__SOURCE DOCUMENT__
Are you ready to change the temperature?

Are you ready to change the temperature?

Welcome to May. It's Spring or Autumn, depending on where you are. And that means the temperature is changing...

Recently I have been thinking about the energy I bring into the room, and what I leave people feeling when I have had an encounter with them. Is there someone you know that leaves you feeling lighter, more empowered and perhaps even inspired? I have a friend like this, who also happens to be a medical practitioner. Often, when I go to see her, she needs to help alleviate pain or sort out some niggle – essentially, not always the best circumstances to spend time together. But I never, ever leave not feeling lighter and more positive. She has such a positive outlook on life – it is contagious and inspirational. She always adds humour, even to the direst circumstances and creates a warm temperature. It is almost impossible not to want to be a better human when you are around her. Then on the other side of the coin, do you know people who leave you feeling depleted and exhausted, who you avoid spending time with at all? I am sure you would be able to name a few (the seats on that bus seem to be a lot fuller than the seats on the first bus).

__TASK TO CARRY OUT__
Carry on the piece above about the emotional temperature people bring into a room, starting after its last sentence.

__RECORDS SHOWN__

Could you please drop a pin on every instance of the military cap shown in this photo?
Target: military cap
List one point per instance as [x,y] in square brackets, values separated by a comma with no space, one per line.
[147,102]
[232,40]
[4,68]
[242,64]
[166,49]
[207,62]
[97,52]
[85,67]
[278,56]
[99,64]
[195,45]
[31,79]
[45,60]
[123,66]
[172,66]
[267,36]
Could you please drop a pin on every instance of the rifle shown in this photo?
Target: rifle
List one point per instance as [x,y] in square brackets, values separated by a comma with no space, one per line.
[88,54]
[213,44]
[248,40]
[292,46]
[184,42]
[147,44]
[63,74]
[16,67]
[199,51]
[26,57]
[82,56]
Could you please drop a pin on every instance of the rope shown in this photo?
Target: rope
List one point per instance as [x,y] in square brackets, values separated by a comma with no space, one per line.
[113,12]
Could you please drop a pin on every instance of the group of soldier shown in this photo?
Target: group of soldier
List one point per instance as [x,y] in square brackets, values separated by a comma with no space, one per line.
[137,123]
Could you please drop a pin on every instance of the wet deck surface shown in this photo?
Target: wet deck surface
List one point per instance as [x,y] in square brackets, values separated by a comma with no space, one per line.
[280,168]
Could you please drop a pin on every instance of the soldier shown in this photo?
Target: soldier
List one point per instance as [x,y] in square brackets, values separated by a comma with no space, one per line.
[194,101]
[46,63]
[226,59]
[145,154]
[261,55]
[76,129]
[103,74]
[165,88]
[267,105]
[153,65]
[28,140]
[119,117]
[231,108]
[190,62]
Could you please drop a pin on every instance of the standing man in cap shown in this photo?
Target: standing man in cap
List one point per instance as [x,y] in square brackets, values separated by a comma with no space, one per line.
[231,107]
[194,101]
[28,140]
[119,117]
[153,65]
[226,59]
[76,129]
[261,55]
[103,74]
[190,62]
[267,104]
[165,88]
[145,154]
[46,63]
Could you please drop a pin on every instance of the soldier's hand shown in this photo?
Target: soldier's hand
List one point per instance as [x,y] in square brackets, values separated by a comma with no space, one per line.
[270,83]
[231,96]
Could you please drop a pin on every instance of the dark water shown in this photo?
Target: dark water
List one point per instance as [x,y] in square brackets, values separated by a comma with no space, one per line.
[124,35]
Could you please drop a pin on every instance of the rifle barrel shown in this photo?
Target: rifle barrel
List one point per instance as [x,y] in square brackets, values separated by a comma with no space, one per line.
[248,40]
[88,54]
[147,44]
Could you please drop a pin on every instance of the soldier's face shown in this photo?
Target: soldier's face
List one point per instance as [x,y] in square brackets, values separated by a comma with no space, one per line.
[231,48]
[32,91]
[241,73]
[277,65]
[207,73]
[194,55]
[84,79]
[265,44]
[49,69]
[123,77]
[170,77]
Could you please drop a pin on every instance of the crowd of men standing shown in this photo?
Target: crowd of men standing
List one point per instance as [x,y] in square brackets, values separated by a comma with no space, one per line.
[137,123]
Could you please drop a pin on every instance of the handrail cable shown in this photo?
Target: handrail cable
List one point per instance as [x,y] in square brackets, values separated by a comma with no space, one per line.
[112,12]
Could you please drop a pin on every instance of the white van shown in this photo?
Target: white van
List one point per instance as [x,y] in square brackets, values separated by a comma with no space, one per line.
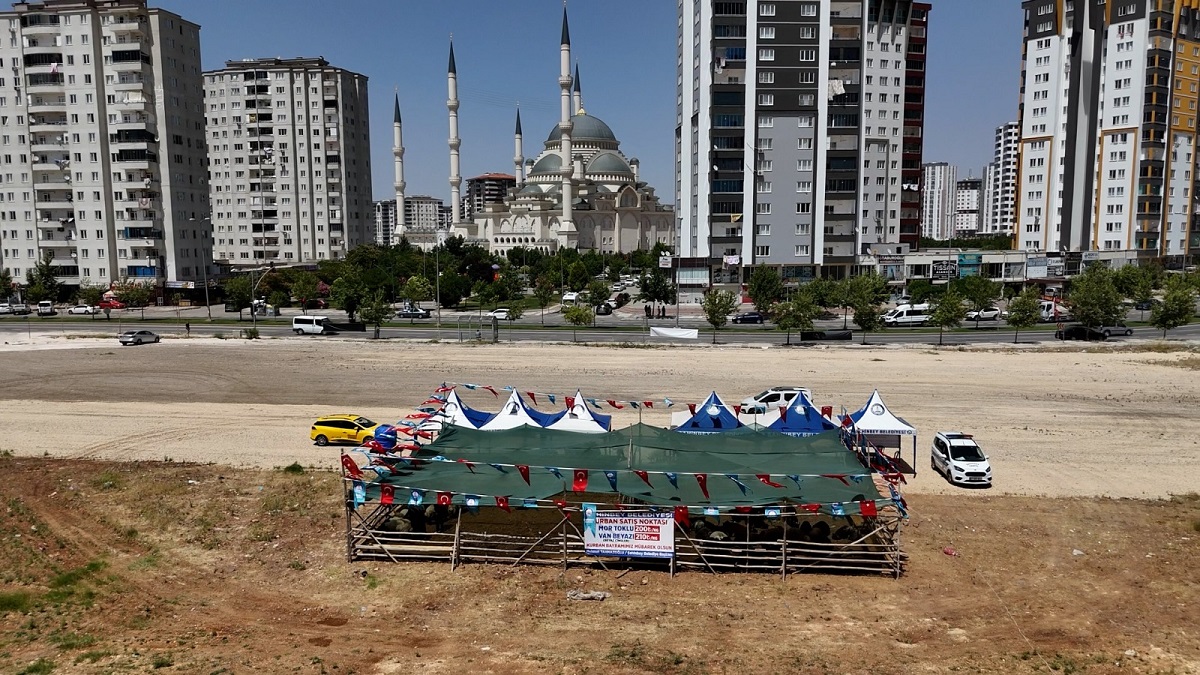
[907,315]
[312,326]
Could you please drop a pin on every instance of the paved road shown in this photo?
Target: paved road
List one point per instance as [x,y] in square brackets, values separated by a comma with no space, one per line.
[525,330]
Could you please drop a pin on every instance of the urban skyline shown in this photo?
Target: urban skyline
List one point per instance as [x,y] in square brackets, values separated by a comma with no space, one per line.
[973,76]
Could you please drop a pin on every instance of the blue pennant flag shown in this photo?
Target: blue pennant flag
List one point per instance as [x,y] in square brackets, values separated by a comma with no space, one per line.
[736,482]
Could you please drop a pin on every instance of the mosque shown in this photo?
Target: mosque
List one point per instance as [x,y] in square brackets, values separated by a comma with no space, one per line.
[579,192]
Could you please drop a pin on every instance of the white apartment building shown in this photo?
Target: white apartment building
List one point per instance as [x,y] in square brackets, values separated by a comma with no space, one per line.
[289,160]
[101,143]
[937,204]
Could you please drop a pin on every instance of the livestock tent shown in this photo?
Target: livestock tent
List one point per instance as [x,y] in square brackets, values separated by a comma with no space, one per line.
[580,418]
[711,417]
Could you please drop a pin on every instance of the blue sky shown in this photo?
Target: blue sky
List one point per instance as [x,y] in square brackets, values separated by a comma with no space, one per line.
[507,52]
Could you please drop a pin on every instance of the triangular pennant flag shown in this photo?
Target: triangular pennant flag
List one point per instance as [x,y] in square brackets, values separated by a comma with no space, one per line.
[351,467]
[766,481]
[736,482]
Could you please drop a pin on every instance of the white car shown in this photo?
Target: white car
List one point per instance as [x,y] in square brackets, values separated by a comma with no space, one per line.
[773,398]
[957,457]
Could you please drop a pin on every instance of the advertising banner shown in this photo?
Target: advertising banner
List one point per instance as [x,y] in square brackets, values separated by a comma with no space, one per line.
[628,533]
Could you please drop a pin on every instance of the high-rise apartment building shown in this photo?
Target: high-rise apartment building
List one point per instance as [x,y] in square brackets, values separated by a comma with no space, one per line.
[1109,126]
[289,160]
[937,199]
[799,132]
[103,133]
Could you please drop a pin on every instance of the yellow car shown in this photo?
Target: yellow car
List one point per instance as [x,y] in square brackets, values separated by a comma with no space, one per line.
[342,429]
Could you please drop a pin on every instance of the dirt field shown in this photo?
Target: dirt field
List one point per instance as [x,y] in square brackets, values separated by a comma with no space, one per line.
[139,566]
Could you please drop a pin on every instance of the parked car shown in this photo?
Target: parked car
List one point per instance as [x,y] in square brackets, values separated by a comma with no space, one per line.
[988,314]
[749,317]
[138,338]
[1080,332]
[773,398]
[957,457]
[1117,328]
[342,429]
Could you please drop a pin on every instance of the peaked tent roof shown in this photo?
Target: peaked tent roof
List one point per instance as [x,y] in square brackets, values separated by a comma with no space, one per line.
[711,417]
[579,417]
[876,418]
[803,419]
[516,413]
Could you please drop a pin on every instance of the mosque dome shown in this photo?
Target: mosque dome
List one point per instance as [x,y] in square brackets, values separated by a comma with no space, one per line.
[586,127]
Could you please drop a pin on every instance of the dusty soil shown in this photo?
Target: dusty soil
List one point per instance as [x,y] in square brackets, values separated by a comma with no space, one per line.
[112,560]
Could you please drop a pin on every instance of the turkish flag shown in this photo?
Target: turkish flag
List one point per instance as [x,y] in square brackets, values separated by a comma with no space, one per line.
[766,481]
[351,467]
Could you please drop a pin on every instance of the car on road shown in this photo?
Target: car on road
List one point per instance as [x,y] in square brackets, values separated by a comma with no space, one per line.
[138,338]
[988,314]
[773,398]
[342,429]
[1080,332]
[957,457]
[750,317]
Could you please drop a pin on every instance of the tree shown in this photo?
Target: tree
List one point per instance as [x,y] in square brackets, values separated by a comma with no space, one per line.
[544,292]
[766,288]
[867,317]
[1024,311]
[577,316]
[948,312]
[237,291]
[577,276]
[978,292]
[1095,299]
[305,287]
[1176,309]
[798,314]
[718,305]
[375,310]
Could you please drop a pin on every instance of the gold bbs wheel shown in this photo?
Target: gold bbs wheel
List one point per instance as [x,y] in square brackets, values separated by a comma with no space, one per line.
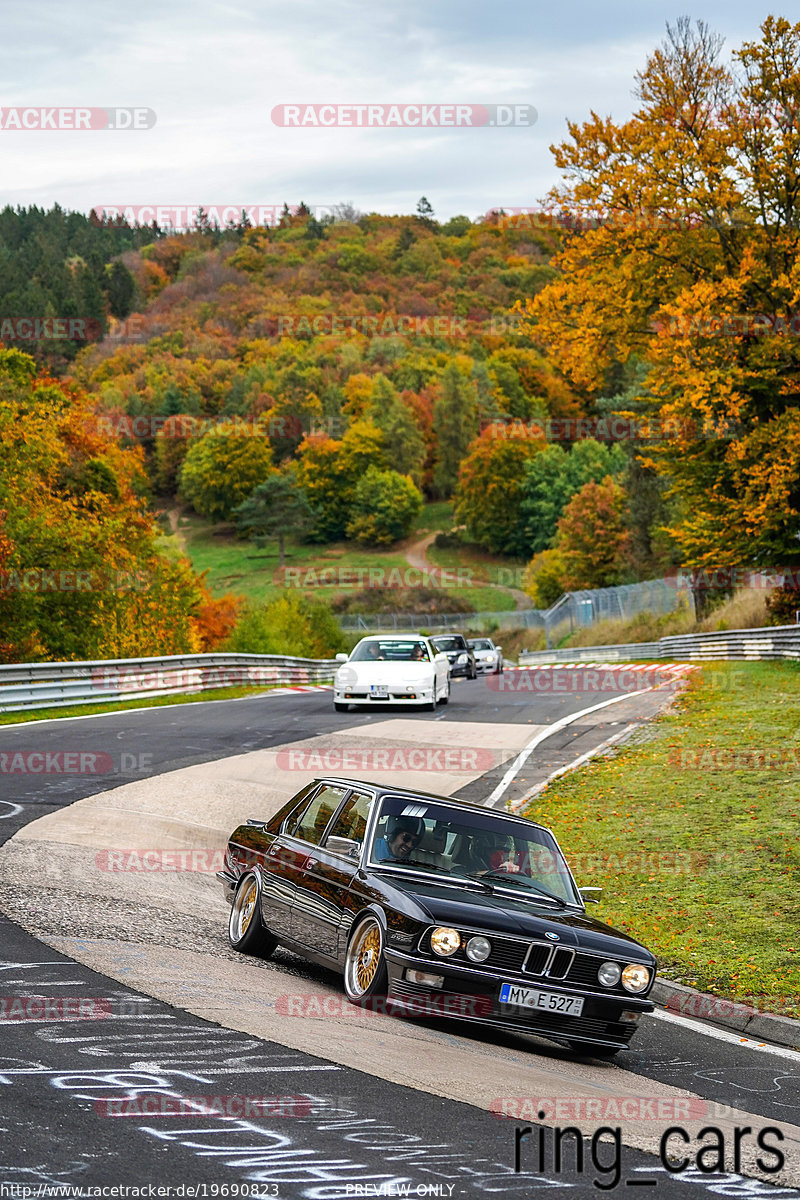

__EXERCISE RESULT__
A couple of years ago I worked in an office with centralised air-conditioning on each floor. I am quite sensitive to temperature – I get hot quickly and I do not enjoy the cold either. A little like Baby Bear, in The Three Little Bears, I like things just right. I remember going into the call centre to do training and feeling like I walked into a heatwave. The call centre agents would always set the temperature high and for some reason, they all liked it that way - some even adding more heat with blankets (in summer, not kidding!). To me, it felt dreadful, like I was glowing, and I couldn’t focus. On the second floor, there were two sides of the office - the one would set the aircon super cold – you had to bring a jacket along in the middle of summer (I had a knee blanket permanently positioned on my chair). And on the other side, the temperature would fluctuate depending on who came into the office first that morning. The temperature was set by a small little control pad on the wall. But that little control pad could make or break how people felt in the office. And it affected how people would show up. Too hot, people would become grumpy and irritated, too cold they would start sitting differently and looking for every opportunity to drink more coffee or spend more time on the patio in the sun.

So, what do the friend and the control pad have in common you may be asking? Well, they both set the temperature in the room. I know that when I show up to spend time with my friend, what it will feel like, and what we will talk about. Even though I can share my sorrows with her, I won’t allow myself to stay in a negative space. The environment she creates just doesn’t allow it. The same way with the aircon, although we could adjust the thermostat to a specific temperature – by consensus each floor had decided what that temperature should be and most people would just adapt to that by either adding layers or sitting closer to a window. People rarely would change the thermostat – because they knew they would meet resistance.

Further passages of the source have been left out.